» **DESCRIPTION OF THE TASK**: Please copy these records exactly as they appear, keeping every line.

» **PROVIDED DATA**:
....

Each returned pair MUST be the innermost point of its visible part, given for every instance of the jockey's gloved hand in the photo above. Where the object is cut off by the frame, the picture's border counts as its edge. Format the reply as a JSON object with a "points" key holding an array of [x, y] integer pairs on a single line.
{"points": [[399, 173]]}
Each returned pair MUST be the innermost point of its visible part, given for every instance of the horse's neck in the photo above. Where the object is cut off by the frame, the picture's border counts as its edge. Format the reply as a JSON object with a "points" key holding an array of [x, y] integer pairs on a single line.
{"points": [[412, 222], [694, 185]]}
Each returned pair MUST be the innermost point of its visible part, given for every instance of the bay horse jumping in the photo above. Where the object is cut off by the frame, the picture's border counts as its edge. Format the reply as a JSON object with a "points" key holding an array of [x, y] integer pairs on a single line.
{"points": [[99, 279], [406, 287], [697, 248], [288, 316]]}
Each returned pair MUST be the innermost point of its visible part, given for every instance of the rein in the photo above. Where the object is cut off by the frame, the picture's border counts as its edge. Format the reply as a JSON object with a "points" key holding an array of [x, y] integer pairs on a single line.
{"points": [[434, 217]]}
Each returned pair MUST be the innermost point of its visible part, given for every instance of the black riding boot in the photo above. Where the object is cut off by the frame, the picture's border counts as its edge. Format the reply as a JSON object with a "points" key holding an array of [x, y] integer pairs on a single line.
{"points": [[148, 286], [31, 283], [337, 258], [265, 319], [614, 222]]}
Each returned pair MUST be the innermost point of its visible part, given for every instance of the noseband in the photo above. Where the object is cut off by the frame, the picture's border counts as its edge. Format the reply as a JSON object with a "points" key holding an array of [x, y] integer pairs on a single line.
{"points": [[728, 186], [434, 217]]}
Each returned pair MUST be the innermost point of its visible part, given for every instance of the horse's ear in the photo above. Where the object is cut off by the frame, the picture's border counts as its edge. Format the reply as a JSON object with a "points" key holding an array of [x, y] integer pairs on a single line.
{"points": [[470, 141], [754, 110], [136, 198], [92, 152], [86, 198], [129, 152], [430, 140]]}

....

» **TASK RESPONSE**:
Each returned pair MUST be the innermost point of its visible part, given for every instance of the jockey's gloved hand in the photo above. Where the object is cut off by the frame, the picture's border counts as its edge. Format the reply as a JSON object with a "points" key holding an array of [x, y] integer pairs on a single line.
{"points": [[399, 173]]}
Each returned pair MUST be the innermost point of its visible part, given for every instance of the horse's neck in the photo above. Where the object is cut off by the frame, the picture's border counts as its edge. Format the reply as a JSON object with a "points" key holding an array of [x, y] integer pairs on a single line.
{"points": [[412, 222], [694, 185]]}
Each returned pair MUST be the innermost point of its visible part, given for every instance of the bay horse jumping in the photo above. Where the object is cut off by the frame, the picture's border counts as its edge. Format the reply as a JSON object with a "points" key holding an array of [x, y] integer pairs on a single line.
{"points": [[99, 279], [406, 287], [697, 248], [288, 316]]}
Each returned pair MUST be the innermost point of its visible part, given for every instance of the rein in the photo above. Where the object is cut off by the frame, the picture's border counts as its edge. Format the reply as a JSON object with a "points" key holding an array of [x, y] integer pairs on a single line.
{"points": [[434, 217]]}
Each returned pair MUST be the innermost point of its visible part, given for every instance of the black riding boot in the photo above. Where the object is cut off by the frame, the picture's border counts as its edge. Format the reply as a JSON object with a "points" key holding an array of [x, y] integer pairs on a single line.
{"points": [[148, 286], [31, 283], [337, 258], [265, 319], [614, 222]]}
Each returned pair MUST be the innermost point of its visible part, given for every instance of the noseband in the photo above. Where the object is cut off by the frame, the picture's border counts as its edge. Format the reply as a JSON object with a "points" key holding an array of [x, y] integer pairs on a single line.
{"points": [[728, 186], [434, 217]]}
Each returned pair MUST be the innermost point of its visible part, given for every instance of the horse's ear in the photo above. Where the object is cut off by the frame, the picture's border counts as its edge. Format the reply as a JSON object with a "points" key holding an array of [x, y] integer pairs on a single line.
{"points": [[470, 141], [754, 110], [136, 198], [92, 152], [86, 198], [129, 152], [430, 140]]}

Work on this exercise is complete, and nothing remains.